## RECORDS FOR THIS TASK
________________________________________

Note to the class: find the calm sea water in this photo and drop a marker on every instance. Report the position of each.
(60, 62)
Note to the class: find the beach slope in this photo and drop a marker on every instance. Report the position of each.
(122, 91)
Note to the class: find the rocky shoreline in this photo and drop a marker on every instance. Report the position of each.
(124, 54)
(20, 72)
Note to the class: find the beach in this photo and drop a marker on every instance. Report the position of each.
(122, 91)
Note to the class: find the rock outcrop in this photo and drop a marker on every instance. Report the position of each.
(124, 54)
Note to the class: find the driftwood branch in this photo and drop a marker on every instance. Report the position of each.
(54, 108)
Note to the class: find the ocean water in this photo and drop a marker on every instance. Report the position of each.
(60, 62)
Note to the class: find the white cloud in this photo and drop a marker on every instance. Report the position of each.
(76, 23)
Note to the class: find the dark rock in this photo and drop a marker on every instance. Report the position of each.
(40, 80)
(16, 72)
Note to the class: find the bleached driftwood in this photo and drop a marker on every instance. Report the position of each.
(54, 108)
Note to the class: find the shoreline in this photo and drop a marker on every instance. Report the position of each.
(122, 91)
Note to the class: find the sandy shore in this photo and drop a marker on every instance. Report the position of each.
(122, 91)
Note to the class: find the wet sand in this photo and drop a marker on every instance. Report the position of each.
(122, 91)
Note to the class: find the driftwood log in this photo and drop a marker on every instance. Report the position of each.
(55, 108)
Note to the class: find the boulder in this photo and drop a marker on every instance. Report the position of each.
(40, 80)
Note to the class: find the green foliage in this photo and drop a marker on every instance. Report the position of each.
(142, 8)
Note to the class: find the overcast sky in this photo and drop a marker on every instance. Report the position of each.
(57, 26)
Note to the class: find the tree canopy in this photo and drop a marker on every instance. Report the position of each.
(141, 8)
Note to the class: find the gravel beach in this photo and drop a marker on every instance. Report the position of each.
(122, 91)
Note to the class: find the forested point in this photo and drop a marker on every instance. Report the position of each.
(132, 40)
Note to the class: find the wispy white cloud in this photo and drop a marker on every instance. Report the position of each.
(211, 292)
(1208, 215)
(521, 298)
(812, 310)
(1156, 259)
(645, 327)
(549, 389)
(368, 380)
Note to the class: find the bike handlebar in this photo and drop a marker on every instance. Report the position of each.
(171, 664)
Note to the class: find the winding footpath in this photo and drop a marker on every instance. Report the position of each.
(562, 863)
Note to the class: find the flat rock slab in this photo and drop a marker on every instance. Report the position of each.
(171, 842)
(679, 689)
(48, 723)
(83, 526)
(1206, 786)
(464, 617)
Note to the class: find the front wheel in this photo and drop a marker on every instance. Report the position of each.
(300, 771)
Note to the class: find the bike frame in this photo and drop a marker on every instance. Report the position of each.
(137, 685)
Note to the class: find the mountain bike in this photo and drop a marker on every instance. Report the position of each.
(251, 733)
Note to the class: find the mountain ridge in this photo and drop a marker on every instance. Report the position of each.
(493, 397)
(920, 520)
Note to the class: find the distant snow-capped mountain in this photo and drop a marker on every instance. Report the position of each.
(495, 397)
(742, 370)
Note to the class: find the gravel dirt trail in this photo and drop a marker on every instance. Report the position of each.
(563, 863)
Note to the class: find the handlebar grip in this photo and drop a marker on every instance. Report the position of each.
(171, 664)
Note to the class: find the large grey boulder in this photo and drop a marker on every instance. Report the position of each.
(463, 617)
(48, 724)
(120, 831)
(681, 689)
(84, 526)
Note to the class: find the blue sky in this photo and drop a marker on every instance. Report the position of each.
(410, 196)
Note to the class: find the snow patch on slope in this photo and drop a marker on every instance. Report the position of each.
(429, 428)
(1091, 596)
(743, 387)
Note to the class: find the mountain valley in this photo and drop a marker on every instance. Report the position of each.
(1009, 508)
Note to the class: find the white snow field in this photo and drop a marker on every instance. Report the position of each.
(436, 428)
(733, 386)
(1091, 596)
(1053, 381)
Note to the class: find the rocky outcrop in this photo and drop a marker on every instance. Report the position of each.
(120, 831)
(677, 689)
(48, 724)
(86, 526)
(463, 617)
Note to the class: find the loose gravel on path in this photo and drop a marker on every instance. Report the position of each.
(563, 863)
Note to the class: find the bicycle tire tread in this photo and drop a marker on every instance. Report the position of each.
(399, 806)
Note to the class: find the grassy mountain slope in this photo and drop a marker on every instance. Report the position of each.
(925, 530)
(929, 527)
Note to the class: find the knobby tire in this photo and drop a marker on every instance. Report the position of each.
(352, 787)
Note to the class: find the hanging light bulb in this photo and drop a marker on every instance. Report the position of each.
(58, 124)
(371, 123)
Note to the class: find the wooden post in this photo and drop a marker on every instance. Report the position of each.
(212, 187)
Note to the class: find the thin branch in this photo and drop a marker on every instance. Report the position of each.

________________________________________

## TRY IT
Transcribe each of the records above exactly.

## REPLY
Note to the class: find the calm sea water in this photo and drop a marker on every instance. Report the position of each.
(60, 62)
Note to the class: find the beach slope in this photo and drop a marker on every instance. Report the position of each.
(122, 91)
Note to the class: find the rocky shoreline in this photo and drop a marker on every instance. Report the position of each.
(124, 54)
(20, 72)
Note to the class: find the beach in this photo and drop a marker on every instance. Report the position of each.
(122, 91)
Note to the class: find the rock outcrop in this photo and drop a marker on every instance. Report the position of each.
(124, 54)
Note to the class: find the driftwood branch in this photo and drop a marker on every instance. Report the position of each.
(54, 108)
Note to the class: find the ocean water in this photo and drop a marker on every instance. Report the position of each.
(60, 62)
Note to the class: find the white cloud in this photo and drop a marker on every instance. Report the position of each.
(76, 23)
Note to the class: find the dark rock in this photo and drop a marker on every instance. Report the position of each.
(40, 80)
(16, 72)
Note to the class: find the bleached driftwood in this photo and drop a marker on every instance. Report the position of each.
(54, 108)
Note to the class: find the shoreline in this photo and drop a marker on every instance. Report the position of each.
(122, 91)
Note to the class: find the sandy shore in this photo and drop a marker on every instance. Report the position of each.
(122, 91)
Note to the class: find the wet sand in this photo and drop a marker on every instance. Report the position of each.
(122, 91)
Note to the class: find the driftwood log in this photo and drop a marker on every instance. Report the position of each.
(55, 108)
Note to the class: find the boulder in this photo and drop a marker on every instance. Report the position of each.
(40, 80)
Note to the class: find the green foliage in this photo and drop a marker on every instance. Report the position of each.
(142, 8)
Note to the class: find the overcast sky in this photo and drop a marker on every instance. Report the position of each.
(57, 26)
Note to the class: find the tree canopy in this photo and drop a marker on every instance. Report the position of each.
(141, 8)
Note to the class: find the gravel beach in this photo and drop a marker on every instance. Report the position of each.
(122, 91)
Note to the class: find the forested point in this photo and drop a marker on every instance. Report the position of each.
(132, 40)
Note to the class: find the wispy white cloud in this photo and drop a marker on every instance. Report the position of each.
(211, 292)
(1208, 215)
(521, 298)
(812, 310)
(1156, 259)
(645, 327)
(549, 389)
(368, 380)
Note to the class: find the bike handlebar in this photo and drop a marker on every instance. Report the position of each.
(171, 664)
Note to the class: find the winding footpath in this photo and drop a marker on every instance. Report the position of each.
(562, 863)
Note to the class: find the flat rock slab in this photo and drop a marker on every instance. Report the position of each.
(171, 842)
(679, 689)
(48, 723)
(83, 526)
(1206, 786)
(464, 617)
Note to the class: find the front wheel in this photo and drop a marker on every instance. Report the position of each.
(300, 771)
Note to the class: find the bike frame in this photo and drop a marker on every instance. Report the position of each.
(137, 685)
Note to the class: find the mountain bike in this photo and drop a marker on every instance. Report the position of each.
(251, 733)
Note to the class: find the mountain ridge in this photo and drop a marker on every instance. Report the position of each.
(493, 397)
(920, 520)
Note to the class: find the distant snow-capped mountain in this photo and drop a marker on every instance. Report the position of each.
(495, 397)
(742, 370)
Note to the class: find the gravel dirt trail in this photo and drop a marker on every instance. Report the position of each.
(563, 863)
Note to the class: find the handlebar grip in this photo and drop a marker on every instance. Report the position of each.
(171, 664)
Note to the class: find the large grey boulder in this photo and drop a marker on every instance. Report the position of each.
(463, 617)
(48, 724)
(120, 831)
(681, 689)
(84, 526)
Note to the class: find the blue sky in this photo and drop a marker on every instance. Report the position of each.
(410, 196)
Note to the class: find the snow patch on slope in this photo and drop a marker on every instance. Report the position of each.
(429, 428)
(1091, 596)
(743, 387)
Note to the class: find the mountain valley in this photo and drop a marker on every instance. Report the position of each.
(1009, 508)
Note to the class: find the white snow field in this photo and drop a marker on every instance. Report the position of each.
(436, 428)
(733, 386)
(1091, 596)
(1053, 381)
Note to the class: find the rocky outcrop in this photo and drop a marker on every instance. Report the position of each.
(120, 831)
(677, 689)
(48, 724)
(86, 526)
(463, 617)
Note to the class: find the loose gravel on path in this photo and drop a marker on every instance. Report the position of each.
(563, 863)
Note to the class: find the bicycle tire tread in this photo and drop a marker on every instance. Report the position of each.
(399, 806)
Note to the class: find the grassy mountain slope in this photo and drop a marker on every instance. Report the position of each.
(925, 530)
(929, 527)
Note to the class: find the knobby tire in this photo and drop a marker on every instance. Report the position of each.
(352, 787)
Note to the class: find the hanging light bulb in this photo and drop a marker on every instance. Report the position of each.
(58, 124)
(371, 123)
Note to the class: find the wooden post in this photo and drop a marker on every instance. Report the position of each.
(212, 187)
Note to the class: find the thin branch in this photo and drop a marker on every instance. Report the position of each.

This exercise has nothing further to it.